**Assignment**
Find every line below with the word "towel" in it, and copy each one.
Exercise materials below:
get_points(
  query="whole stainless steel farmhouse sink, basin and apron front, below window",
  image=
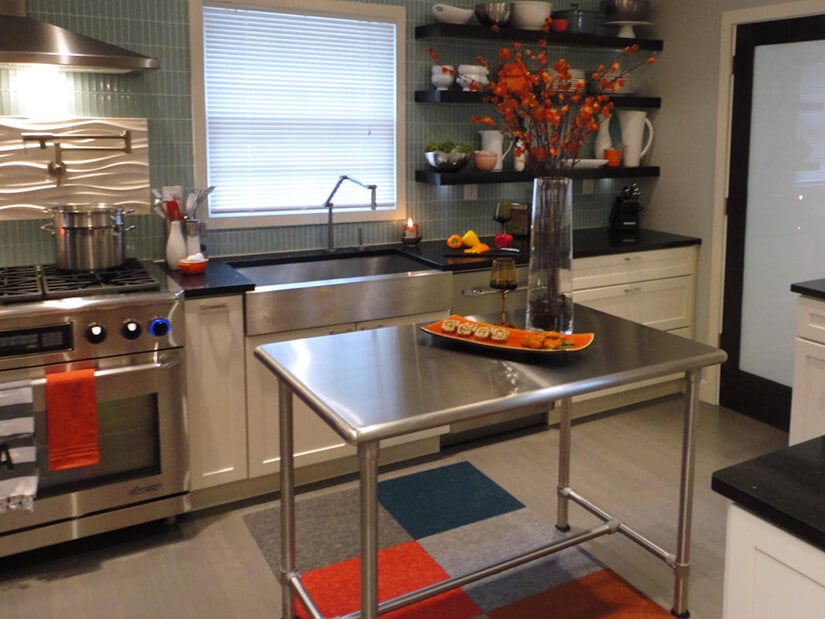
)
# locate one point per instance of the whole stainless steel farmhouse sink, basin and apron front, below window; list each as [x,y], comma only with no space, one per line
[319,291]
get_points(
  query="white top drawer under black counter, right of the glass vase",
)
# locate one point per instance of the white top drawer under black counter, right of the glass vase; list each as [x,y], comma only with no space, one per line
[633,267]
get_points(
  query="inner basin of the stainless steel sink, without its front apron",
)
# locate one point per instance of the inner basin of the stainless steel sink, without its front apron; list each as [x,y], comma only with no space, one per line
[345,266]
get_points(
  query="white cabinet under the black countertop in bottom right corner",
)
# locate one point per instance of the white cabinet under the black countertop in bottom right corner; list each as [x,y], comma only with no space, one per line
[770,573]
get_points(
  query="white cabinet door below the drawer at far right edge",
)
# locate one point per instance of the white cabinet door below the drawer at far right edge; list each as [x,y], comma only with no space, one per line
[808,395]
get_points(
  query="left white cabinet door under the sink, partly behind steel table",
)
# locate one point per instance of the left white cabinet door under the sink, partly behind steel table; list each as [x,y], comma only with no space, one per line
[314,440]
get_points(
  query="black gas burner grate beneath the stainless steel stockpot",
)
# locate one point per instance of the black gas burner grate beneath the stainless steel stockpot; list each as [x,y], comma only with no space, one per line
[131,276]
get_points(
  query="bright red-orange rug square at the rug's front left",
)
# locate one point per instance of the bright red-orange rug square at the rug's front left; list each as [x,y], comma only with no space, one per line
[336,589]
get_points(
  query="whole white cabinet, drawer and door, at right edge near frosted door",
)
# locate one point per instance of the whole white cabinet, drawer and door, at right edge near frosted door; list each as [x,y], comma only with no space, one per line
[808,399]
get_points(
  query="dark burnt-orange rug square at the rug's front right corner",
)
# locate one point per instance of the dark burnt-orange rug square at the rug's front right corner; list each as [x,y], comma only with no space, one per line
[600,595]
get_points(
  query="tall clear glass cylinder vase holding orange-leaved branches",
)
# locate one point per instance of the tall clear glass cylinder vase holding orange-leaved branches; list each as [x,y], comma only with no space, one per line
[550,270]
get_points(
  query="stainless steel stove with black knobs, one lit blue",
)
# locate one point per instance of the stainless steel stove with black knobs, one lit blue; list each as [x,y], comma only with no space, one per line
[127,325]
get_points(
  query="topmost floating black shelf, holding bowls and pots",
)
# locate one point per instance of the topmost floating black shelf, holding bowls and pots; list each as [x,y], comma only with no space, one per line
[506,33]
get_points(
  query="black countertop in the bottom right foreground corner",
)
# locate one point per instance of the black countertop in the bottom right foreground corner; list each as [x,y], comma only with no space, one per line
[785,488]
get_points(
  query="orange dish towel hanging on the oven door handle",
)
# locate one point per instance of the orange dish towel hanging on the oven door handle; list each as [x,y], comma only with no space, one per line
End of Exercise materials.
**Exercise solution**
  query="orange dish towel hanging on the oven door handle",
# locate one point per instance of the orange dish towel hanging on the oven door handle; list each as [x,y], comma only with no space, one per line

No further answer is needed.